▶ [Work to complete]
In the records below, render the lines from the one containing "Can you find the door" through the one containing "x=532, y=284", inclusive, as a Markdown table with the columns Row and Line, numbering each row and skipping any blank lines.

▶ [Data to process]
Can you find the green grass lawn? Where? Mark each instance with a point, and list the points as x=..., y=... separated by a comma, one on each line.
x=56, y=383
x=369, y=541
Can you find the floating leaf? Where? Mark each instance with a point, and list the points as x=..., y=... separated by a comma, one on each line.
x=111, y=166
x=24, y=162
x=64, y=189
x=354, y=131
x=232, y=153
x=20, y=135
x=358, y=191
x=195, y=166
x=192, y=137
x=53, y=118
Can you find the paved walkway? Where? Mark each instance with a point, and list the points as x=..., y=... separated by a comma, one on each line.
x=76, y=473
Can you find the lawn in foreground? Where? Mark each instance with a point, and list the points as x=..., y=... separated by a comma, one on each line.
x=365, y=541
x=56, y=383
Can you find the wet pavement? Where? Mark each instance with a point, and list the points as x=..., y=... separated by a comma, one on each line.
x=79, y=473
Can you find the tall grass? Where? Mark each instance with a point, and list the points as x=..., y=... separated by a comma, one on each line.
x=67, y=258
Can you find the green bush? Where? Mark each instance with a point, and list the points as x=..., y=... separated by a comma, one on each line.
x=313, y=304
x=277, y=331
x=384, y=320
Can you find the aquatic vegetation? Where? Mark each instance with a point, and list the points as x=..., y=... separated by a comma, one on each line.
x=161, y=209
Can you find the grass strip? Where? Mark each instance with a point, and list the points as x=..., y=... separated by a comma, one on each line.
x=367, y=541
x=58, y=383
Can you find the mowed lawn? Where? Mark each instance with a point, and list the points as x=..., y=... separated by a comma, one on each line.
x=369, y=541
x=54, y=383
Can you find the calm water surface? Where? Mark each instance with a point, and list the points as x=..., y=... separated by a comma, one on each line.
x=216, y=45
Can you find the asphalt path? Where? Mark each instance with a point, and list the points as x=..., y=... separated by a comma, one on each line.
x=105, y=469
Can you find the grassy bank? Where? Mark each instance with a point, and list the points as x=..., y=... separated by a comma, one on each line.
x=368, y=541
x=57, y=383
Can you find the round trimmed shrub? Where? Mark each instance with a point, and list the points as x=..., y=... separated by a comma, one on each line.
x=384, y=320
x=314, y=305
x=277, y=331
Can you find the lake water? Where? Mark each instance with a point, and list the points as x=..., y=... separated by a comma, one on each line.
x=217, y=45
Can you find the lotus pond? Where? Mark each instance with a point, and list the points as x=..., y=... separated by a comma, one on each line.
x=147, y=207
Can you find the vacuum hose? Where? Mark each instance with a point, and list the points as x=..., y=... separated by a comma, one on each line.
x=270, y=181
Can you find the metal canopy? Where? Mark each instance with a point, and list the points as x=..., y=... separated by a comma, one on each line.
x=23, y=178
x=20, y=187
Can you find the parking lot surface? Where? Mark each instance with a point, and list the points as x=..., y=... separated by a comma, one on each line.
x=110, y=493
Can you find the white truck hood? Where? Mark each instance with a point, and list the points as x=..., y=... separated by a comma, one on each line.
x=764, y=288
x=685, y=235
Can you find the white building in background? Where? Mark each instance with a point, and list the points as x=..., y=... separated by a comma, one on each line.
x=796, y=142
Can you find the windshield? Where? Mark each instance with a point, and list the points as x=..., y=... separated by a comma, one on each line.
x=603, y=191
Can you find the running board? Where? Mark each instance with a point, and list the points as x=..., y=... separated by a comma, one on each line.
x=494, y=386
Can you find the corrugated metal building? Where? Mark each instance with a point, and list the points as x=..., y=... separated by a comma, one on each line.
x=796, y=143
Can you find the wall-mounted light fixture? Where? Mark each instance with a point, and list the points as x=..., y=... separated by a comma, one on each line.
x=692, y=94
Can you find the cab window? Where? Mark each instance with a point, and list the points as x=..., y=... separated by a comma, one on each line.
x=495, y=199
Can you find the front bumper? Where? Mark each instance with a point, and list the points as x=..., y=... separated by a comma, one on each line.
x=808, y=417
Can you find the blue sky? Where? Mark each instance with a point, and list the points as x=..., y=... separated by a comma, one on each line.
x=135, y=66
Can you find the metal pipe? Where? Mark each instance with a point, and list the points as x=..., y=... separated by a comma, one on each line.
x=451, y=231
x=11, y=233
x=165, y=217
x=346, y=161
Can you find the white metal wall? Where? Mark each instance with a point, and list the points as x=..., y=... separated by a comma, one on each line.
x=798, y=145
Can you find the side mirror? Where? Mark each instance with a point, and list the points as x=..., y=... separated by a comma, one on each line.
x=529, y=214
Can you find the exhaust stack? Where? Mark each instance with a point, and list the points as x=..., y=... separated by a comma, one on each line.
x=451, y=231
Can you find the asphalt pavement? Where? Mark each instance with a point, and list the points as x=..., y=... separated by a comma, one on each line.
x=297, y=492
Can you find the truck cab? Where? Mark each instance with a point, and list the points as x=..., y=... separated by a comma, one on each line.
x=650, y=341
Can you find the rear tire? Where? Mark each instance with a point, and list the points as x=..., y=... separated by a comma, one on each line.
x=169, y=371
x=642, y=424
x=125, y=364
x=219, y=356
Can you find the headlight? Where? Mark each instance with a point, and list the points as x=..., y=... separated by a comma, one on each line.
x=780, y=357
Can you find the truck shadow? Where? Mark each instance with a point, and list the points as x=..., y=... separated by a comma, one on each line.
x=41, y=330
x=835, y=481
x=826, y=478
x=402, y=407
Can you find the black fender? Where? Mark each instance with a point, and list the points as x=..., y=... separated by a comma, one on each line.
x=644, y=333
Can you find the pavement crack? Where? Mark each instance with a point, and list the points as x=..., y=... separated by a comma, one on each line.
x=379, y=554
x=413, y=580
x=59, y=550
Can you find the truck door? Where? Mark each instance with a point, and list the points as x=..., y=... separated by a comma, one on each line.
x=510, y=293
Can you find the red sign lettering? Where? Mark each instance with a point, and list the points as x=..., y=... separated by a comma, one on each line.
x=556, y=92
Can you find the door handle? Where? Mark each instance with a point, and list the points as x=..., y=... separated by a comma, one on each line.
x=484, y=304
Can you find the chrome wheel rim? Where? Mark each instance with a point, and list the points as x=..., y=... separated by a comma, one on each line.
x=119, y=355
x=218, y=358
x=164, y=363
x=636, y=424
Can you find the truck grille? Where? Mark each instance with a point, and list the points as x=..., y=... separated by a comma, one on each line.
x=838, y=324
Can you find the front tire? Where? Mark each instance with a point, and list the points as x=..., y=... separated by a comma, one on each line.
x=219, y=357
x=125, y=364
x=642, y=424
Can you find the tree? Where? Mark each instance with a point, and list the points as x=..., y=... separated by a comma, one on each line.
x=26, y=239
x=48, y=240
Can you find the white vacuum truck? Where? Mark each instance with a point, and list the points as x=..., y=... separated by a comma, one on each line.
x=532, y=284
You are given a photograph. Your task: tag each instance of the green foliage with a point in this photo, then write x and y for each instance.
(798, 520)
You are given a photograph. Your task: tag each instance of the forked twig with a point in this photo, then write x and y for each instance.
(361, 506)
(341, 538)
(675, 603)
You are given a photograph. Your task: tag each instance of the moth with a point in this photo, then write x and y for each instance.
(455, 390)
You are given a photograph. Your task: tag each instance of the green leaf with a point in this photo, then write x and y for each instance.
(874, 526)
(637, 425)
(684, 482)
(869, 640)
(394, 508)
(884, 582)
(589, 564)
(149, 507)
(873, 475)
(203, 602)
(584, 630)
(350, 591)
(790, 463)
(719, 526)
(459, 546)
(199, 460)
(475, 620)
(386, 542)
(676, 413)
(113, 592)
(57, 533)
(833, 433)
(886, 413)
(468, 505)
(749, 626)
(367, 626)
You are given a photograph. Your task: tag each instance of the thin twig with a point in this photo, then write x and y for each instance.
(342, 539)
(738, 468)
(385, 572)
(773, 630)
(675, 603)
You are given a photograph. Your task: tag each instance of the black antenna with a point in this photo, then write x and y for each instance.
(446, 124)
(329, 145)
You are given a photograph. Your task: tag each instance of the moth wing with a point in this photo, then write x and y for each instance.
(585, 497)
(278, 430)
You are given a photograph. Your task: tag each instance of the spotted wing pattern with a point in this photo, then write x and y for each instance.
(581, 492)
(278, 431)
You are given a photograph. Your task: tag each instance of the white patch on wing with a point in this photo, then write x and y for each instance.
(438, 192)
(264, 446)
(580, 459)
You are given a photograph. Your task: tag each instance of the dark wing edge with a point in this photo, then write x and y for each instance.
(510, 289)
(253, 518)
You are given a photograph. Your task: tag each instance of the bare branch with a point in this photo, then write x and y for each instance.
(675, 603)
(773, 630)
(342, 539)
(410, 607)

▶ [Result of the exercise]
| Row | Line |
|---|---|
| 1 | Can you find the door handle? Where? Mark each instance with a point, and list the points as x=..., y=... separated by a comma, one on each line. |
| 2 | x=484, y=304 |
| 3 | Can you find the chrome wheel rim? Where? Mark each instance with a point, and list the points as x=..., y=... separated by a comma, one on each line. |
| 4 | x=119, y=355 |
| 5 | x=218, y=358 |
| 6 | x=164, y=363 |
| 7 | x=636, y=424 |
| 8 | Can you find the truck grille? Where? Mark each instance with a point, and list the points as x=..., y=... separated by a comma, one on each line. |
| 9 | x=838, y=324 |
| 10 | Can you find the front tire? Where? Mark each instance with a point, and list the points as x=..., y=... separated by a comma, one on each line. |
| 11 | x=219, y=357 |
| 12 | x=125, y=364 |
| 13 | x=642, y=424 |
| 14 | Can you find the tree? Where? Mark each instance with a point, and list the points as x=..., y=... separated by a comma, one on each line. |
| 15 | x=26, y=239 |
| 16 | x=48, y=240 |
| 17 | Can you find the white vacuum truck? Where? Mark each instance with a point, and list the points as x=..., y=... separated by a comma, one on each line. |
| 18 | x=532, y=284 |